DAFTAR TUGAS:
(a) Menurut tulisan tentang ego sektoral kementerian, mengapa industri baja nasional menurunkan target produksinya? Jawab dalam satu sampai tiga kalimat.
(b) Jawab pertanyaan berikut berdasarkan tulisan tentang ego sektoral kementerian:
(i) Sejak kapan ego sektoral antar kementerian/lembaga makin kuat terjadi?
(ii) Apa yang dianggap KLH terkandung dalam scrap baja?
(iii) Menurut tulisan itu, Undang-undang pada dasarnya mengikat secara hukum bagi siapa?
(c) Mohon lanjutkan tulisan tentang ego sektoral kementerian dari kalimat terakhirnya.

DOKUMEN SUMBER:
_____

Ulah Pejabat Publik yang Arogan

Loading

Oleh: Fauzi Azis

Ilustrasi

SEJAK reformasi 1998, ego sektoral antar kementerian/lembaga makin kuat terjadi. Penguatan ini akibat dari cara pembuatan Undang-undangnya sendiri yang memungkinkan semuanya itu terjadi. Sistem perundang undangan yang ada selalu memberikan legitimasi yang kuat bagi kementerian/lembaga menjalankan kewenangannya dalam pemahaman bahwa setiap undang-undang (UU) yang dibuat seakan-akan UU tersebut miliknya kementerian/lembaga yang bersangkutan.

Seharusnya tidak bisa dan tidak boleh dibuat dengan cara seperti itu, karena UU adalah milik kita semua yang pada dasarnya mengikat secara hukum bagi seluruh komponen bangsa. Proses selanjutnya sudah barang tentu akan makin memperkuat eksistensi kementerian/lembaga yang bersangkutan tatkala aturan pelaksanaan mulai dari pembuatan PP sampai keputusan di bawahnya dirampungkan.

Kementerian/lembaga tersebut akibatnya menjadi “superbody”. Ini realitas yang terjadi. Akibatnya ketidak pastian dan in efisiensi pelayanan birokrasi terjadi dimana-mana dan hal ini merugikan masyarakat luas. Contoh nyata adalah ego sektor yang dilakukan oleh Kementrian Lingkungan Hidup (KLH) dalam menangani masalah impor scrap baja yang diperlukan oleh industri baja nasional.

KLH menganggap scrap baja mengandung limbah B3 sehingga pemeriksaan importasinya dilakukan dengan ketat. Ditjen Bea dan Cukai tidak mau dipersalahkan dan dia mengambil sikap jika sudah ada clearence dari KLH maka kontener yang ditahannya akan dibebaskan. Mekanisme yang seperti ini menjadi buruk akibatnya.

Inilah contoh kementerian yang ego sektornya kuat sekali dan merasa dirinya sebagai lembaga superbody. Akibat penyelesaian masalah impor scrap baja yang tidak ada kepastian tersebut, maka industri baja nasional menurunkan target produksi 25-30%.

Menyakitkan sekali. Industri baja nasional harus berkorban begitu besar bukan karena pasar dalam negeri yang sepi, tapi karena ulah pejabat publik yang arogan dan merasa sebagai lembaganya yang superbody dan bekerja memakai kacamata kuda.

_____

DATA HASIL EKSTRAKSI:

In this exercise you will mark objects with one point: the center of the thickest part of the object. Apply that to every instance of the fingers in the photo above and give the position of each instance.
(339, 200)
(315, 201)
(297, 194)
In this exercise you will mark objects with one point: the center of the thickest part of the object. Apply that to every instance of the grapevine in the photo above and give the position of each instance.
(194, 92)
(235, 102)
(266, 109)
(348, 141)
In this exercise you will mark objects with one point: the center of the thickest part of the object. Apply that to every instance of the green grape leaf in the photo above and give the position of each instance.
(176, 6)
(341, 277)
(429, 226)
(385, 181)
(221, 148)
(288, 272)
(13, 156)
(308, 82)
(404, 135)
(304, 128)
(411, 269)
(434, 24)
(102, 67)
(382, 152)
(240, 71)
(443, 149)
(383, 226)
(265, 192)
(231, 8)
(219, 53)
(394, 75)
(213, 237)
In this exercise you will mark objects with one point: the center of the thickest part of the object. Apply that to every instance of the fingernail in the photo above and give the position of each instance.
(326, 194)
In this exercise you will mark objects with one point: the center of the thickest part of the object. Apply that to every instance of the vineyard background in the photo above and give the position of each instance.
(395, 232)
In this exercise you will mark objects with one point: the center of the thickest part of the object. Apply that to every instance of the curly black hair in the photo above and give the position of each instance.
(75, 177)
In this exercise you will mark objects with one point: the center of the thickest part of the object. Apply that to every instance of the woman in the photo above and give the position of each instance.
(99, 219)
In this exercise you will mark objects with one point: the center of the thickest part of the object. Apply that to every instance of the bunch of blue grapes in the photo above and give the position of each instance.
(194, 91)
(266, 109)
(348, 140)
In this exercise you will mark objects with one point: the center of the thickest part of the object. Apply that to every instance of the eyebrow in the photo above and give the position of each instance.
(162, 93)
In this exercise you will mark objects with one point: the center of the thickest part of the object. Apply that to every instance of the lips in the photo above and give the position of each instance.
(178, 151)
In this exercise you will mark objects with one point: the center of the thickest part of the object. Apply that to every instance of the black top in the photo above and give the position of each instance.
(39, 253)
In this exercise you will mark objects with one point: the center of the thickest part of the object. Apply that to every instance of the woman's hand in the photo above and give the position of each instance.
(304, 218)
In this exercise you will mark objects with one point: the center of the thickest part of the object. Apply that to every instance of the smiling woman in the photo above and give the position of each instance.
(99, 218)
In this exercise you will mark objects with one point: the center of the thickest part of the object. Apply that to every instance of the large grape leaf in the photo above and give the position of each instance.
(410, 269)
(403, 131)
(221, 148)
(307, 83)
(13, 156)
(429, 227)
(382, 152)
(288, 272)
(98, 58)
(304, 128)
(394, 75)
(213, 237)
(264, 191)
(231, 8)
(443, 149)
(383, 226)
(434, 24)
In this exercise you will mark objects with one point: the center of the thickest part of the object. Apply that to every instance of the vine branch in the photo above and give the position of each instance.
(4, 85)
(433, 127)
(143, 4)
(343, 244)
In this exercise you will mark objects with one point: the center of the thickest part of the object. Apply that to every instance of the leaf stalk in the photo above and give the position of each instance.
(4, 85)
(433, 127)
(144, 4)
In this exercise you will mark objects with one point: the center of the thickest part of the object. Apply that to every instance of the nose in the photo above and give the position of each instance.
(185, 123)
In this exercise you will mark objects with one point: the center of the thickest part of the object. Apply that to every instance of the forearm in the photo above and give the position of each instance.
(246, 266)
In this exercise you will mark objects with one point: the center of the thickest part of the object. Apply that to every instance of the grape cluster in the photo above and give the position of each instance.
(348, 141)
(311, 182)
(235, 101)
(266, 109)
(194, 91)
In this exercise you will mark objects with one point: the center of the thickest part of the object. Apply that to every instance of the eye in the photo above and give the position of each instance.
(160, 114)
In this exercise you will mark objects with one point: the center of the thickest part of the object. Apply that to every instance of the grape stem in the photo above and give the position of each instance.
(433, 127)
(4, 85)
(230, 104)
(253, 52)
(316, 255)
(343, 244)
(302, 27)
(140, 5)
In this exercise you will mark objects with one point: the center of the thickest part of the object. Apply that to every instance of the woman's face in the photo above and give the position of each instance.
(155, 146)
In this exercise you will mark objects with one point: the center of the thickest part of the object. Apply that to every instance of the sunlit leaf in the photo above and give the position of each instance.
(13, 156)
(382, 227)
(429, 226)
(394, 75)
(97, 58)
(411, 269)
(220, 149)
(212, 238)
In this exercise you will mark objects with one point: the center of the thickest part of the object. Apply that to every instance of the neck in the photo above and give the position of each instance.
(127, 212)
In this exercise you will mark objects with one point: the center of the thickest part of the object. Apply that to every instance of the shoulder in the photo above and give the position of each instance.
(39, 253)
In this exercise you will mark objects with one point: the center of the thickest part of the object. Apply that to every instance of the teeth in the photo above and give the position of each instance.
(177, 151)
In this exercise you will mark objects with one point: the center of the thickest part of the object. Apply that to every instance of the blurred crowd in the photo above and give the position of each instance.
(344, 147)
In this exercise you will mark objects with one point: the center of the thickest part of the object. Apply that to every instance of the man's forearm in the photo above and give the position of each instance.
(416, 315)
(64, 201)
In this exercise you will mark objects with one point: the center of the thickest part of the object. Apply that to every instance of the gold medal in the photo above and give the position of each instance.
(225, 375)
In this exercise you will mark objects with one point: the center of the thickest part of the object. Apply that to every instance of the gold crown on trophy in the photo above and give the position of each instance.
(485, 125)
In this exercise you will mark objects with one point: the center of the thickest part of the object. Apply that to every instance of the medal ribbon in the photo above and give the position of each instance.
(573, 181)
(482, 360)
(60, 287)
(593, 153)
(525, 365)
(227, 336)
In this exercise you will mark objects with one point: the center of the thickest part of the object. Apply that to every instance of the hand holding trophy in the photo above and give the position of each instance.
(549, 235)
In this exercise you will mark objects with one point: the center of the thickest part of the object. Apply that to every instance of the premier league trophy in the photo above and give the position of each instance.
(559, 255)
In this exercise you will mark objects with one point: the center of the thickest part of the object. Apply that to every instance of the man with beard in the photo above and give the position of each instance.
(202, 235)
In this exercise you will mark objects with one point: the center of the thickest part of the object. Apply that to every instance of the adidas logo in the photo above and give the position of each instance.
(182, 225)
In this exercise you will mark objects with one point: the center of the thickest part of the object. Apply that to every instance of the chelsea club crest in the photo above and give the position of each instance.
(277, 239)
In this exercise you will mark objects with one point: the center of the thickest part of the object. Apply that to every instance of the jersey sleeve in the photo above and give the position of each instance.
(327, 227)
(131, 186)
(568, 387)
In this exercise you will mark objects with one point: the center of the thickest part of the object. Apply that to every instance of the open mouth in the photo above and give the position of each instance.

_____

JAWABAN TUGAS:
(a) Masalah impor scrap baja diselesaikan tanpa kepastian. KLH menganggap scrap baja mengandung limbah B3 sehingga memeriksa importasinya dengan ketat, sementara Ditjen Bea dan Cukai baru membebaskan kontener yang ditahannya setelah ada clearence dari KLH. Akibatnya, industri baja nasional menurunkan target produksi sebesar 25-30%.

(b)
(i) Sejak reformasi 1998.
(ii) Limbah B3.
(iii) Bagi seluruh komponen bangsa.

(c)
Tidak peduli industrinya mau bangkrut atau tidak. Itu bukan urusan gue. Kasus yang lain tentu banyak sekali kita temukan, seperti dalam pelaksanaan UU perpajakan,yang menempatkan posisi Ditjen Pajak lebih hebat dari Kementerian Keuangan sebagai bosnya. Kalau mau obyektif, pemerintah sebenarnya tidak bisa serta merta dipersalahkan karena proses legislasi menjadi tanggung jawabnya DPR dan karena itu parlemen harus ikut bertanggung jawab atas terjadinya kemelut dalam pelaksanaan kebijakan yang notabene selalu merujuk kepada UU terkait.

Namun demikian, tidak berarti pemerintah kemudian hanya pasrah dan cenderung mengulur waktu dalam menyelesaikan berbagai masalah yang terjadi di masyarakat. Tetap saja, sebagai pemerintah harus mengambil kebijakan dan suara pemerintah harus satu, yaitu menyetujui atau menolak dalam kaitan kasus soal penahanan scrap baja.

Di tingkat eselon satu, hampir pasti tidak akan selesai. Di tingkat menteri mudah-mudahan bisa selesai, meskipun tidak ada jaminan. Kalau level menteri juga tak selesai, mau dibawa ke level mana lagi kalau tidak ke presiden.

Pelajaran berharga yang dapat ditarik dalam pengalaman tersebut ada dua hal yang dapat dilakukan. Pertama, kebijakan ekonomi yang bisa dianggap strategis penopang pertumbuhan dan berpotensi terganjal oleh arogansi sektoral, pengaturannya dilakukan dengan membuat Perpres, tidak dalam bentuk peraturan menteri masing-masing.

Kedua, mau tidak mau,suka tidak suka DPR harus melakukan kaji ulang terhadap seluruh UU yang sudah dihasilkan terutama yang berpotensi menimbulkan arogansi sektoral. UU atau peraturan pelaksanaan dibuat bukan untuk menimbulkan masalah, tetapi untuk menyelesaikan sejumlah masalah.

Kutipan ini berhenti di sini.